Document extract >>
--- Start ---
It's just part of the technology of the software. So I'd have to concentrate on your lips and really bare down. But, it's like anything else. It's just something in front of that you have to deal with and you deal with it the best you can.
KURTZ: We appreciate the concentration. You had a television show that went off the air a few years ago. Would you like to have another shot at TV?
LIMBAUGH: Sometimes. You know I go back and forth on this. You know what I love about radio -- is that radio presents the picture. If you've got a host that knows how to use radio, you can -- it's compelling. People are drawn to it like a magnet because their sense of sight is being provided by their own brain. They're not just a sponge absorbing whatever they're shown.
You never hear of people vegging before the radio. They're actively listening, especially if it's a talk format, something other than music or elevator music, and television -- and coming from years and years and years of that where I never had a meeting to do a radio show, don't tell anybody in advance what I'm going to do.
KURTZ: No focus groups?
(CROSSTALK) KURTZ: No phones? No surveys?
LIMBAUGH: No, none of that. No consultants, zip, zero, nada. And television had to have two meetings, hour and a half of meetings a day for a 22-minute show, just to organize everything. And it was not the way I'm used to working, and it wasn't spontaneous. So I take those four years and if I ever did decide to go back, I'd try to incorporate what I've learned and do it again, but it's not by any means a daily desire to do it.
KURTZ: It's a collaborative enterprise. Speaking of radio, why is there no liberal Limbaugh? Why is it (UNINTELLIGIBLE) arena, a medium that conservatives just seem to dominate?
LIMBAUGH: Well, there are a lot of -- do you mean why are none of them prospering because...
(CROSSTALK)
KURTZ: Successful on a national level anywhere near what you've done.
LIMBAUGH: Well, look, and you boil it down to the essence, I think mine is a good show regardless what's on it. The content, political, it's a good show. It's fun. It's entertaining, and I'm a broadcast professional. There have been plenty of conservatives in the media who haven't achieved audience size like this, and one of the things I think you have to understand is that -- and I know I'm going to get in trouble for this because it'll be taken out of context and misunderstood -- but it is a performance. People giving public speeches are performing. You don't just get on the radio and say OK, I'm conservative and here's what I think or OK I'm liberal, here's what I think. If you get specific beyond that, I think the liberal message is something people hear enough on TV.
They don't want to hear the institutions and traditions that have made the country great constantly under attack. They don't want to hear doom and gloom. I mean liberalism is this most recent Democrat campaign and who wanted to listen to that. I mean it's not fun. Liberals don't seem to be smiling. They've got nothing -- they can't even admit that they're liberal for the most part. They come up with terms like centrist or progressive.
KURTZ: Well, you certainly seem to be having fun. But as I sit here, I see you behind a big desk and you've got the pictures with presidents on the walls. You were once the outsider from Missouri and now you're worth many millions of dollars. You play celebrity golf. Everywhere you go you're treated like a VIP. I wonder because of your success, have you become part of the establishment?
--- End ---
Dataset extract >>
--- Start ---
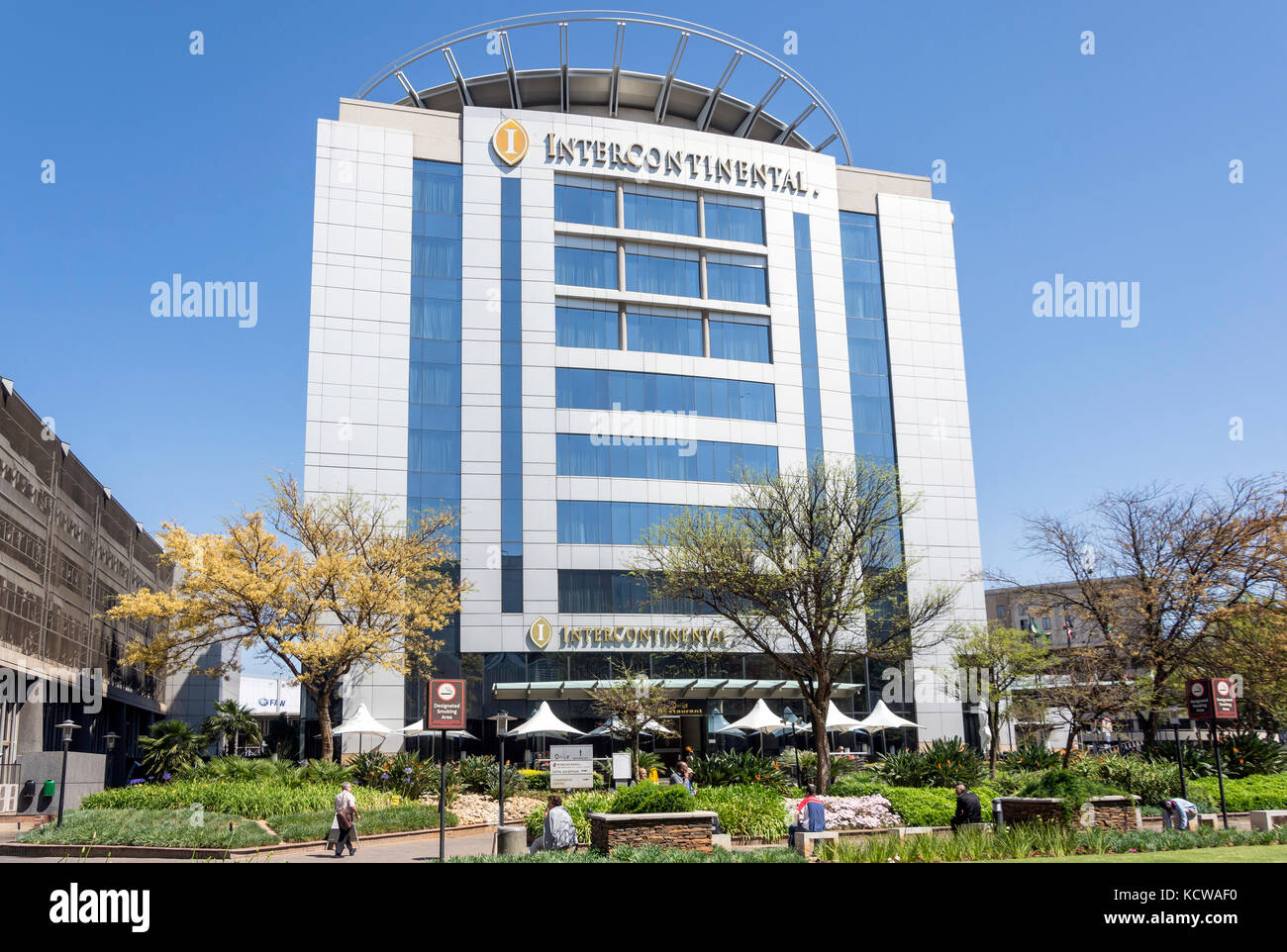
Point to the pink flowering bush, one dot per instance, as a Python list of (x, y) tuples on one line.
[(858, 811)]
--- End ---
Problem set >>
1. In the interview transcript, write out the passage from "(CROSSTALK) KURTZ: No" up to and including "them prospering because...", substituting "advisers" for "consultants".
2. In the interview transcript, Kurtz's final remarks point to signs of Limbaugh's success and status. List each one.
3. According to the interview transcript, how long was the television show that required an hour and a half of meetings a day?

Task responses >>
1.
(CROSSTALK) KURTZ: No phones? No surveys?
LIMBAUGH: No, none of that. No advisers, zip, zero, nada. And television had to have two meetings, hour and a half of meetings a day for a 22-minute show, just to organize everything. And it was not the way I'm used to working, and it wasn't spontaneous. So I take those four years and if I ever did decide to go back, I'd try to incorporate what I've learned and do it again, but it's not by any means a daily desire to do it.
KURTZ: It's a collaborative enterprise. Speaking of radio, why is there no liberal Limbaugh? Why is it (UNINTELLIGIBLE) arena, a medium that conservatives just seem to dominate?
LIMBAUGH: Well, there are a lot of -- do you mean why are none of them prospering because...

2.
- A big desk
- Pictures with presidents on the walls
- Being worth many millions of dollars
- Playing celebrity golf
- Being treated like a VIP everywhere he goes

3. It was a 22-minute show.